● **Source document**:
==================================================
They also mention the server uses of the Mac mini, which at least suggests it'll keep multiple storage interfaces. If they keep a 2.5" bay in there that kills two birds with one stone—ship the low end with a cheap SATAIII SSD and keep the PCIe flash as an upgrade.

I doubt this has much effect on the Mac Pro—I very much doubt it'll be cheaper than $2499, so it's much more about the Mac mini drifting up to fill some of that gap versus the Mac Pro getting pushed higher.
 
.... So then the remaining sectors who must have SATA slots in the mMP are those who expect to move their workflow and components directly from cMP / generic PC towers / spare parts lying around.

I don't see Apple giving a high priority for the latter group. The mobo circuitry design, heat budget, valuable space, air flow, noise levels... way too much to give up just to make way for. SATA HDDs is one of the few problems Thunderbolt has actually solved, or, has adequately moved out of the chassis with minimum compromise.

The latter group isn't just HDDs. If look at the slot survey thread a fair number of folks bought into a x4 PCI-e card to put 1-2 2.5" SSDs onto. SATA SSD as the "cheapest" bulk storage option is still a 'thing'. Doesn't have the noise problem and the power requirements of the modern (2018 era) ones are relatively low (compared to 2013 era HDDs. ). Besides that it was somewhat common for folks to toss a sled-less 2.5" SSD drive into the bottom ODD bay. So two or three SSDs in an old system is not radically far out of the mainstream. And more data on SSD is a direction that Apple is highly aligned with. They probably want to hang onto the folks who are aggressively trying to push as much data on to SSDs as they can.

Apple could put 2-3 2.5" drive sleds in the space that two 3.5" sleds took up rather easily. If they are not fixated on being a literal desktop solution that kind of internal space/volume isn't a pressing issue. If they make the sleds so that they take 14mm 2.5" then capacities in the range of 4TB are possible now ( and greater capacity in the future). 12TB would cover lots of folks who had high capacity $/GB value demands. Wouldn't cover "everybody" , but many. Certainly far more than the iMac Pro does now and probably will in the future. (the point is to have something different than an iMac Pro so the "other" folks have something to buy ).
==================================================
● **Data extract**:
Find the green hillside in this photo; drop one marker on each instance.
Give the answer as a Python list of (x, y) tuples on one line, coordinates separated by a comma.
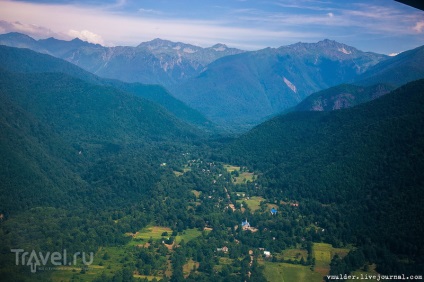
==================================================
● **Directive**:
Can you reproduce the passage of the Mac storage discussion word for word, starting with "They also mention" and going on through "parts lying around."?

● **Final result**:
They also mention the server uses of the Mac mini, which at least suggests it'll keep multiple storage interfaces. If they keep a 2.5" bay in there that kills two birds with one stone—ship the low end with a cheap SATAIII SSD and keep the PCIe flash as an upgrade.

I doubt this has much effect on the Mac Pro—I very much doubt it'll be cheaper than $2499, so it's much more about the Mac mini drifting up to fill some of that gap versus the Mac Pro getting pushed higher.
 
.... So then the remaining sectors who must have SATA slots in the mMP are those who expect to move their workflow and components directly from cMP / generic PC towers / spare parts lying around.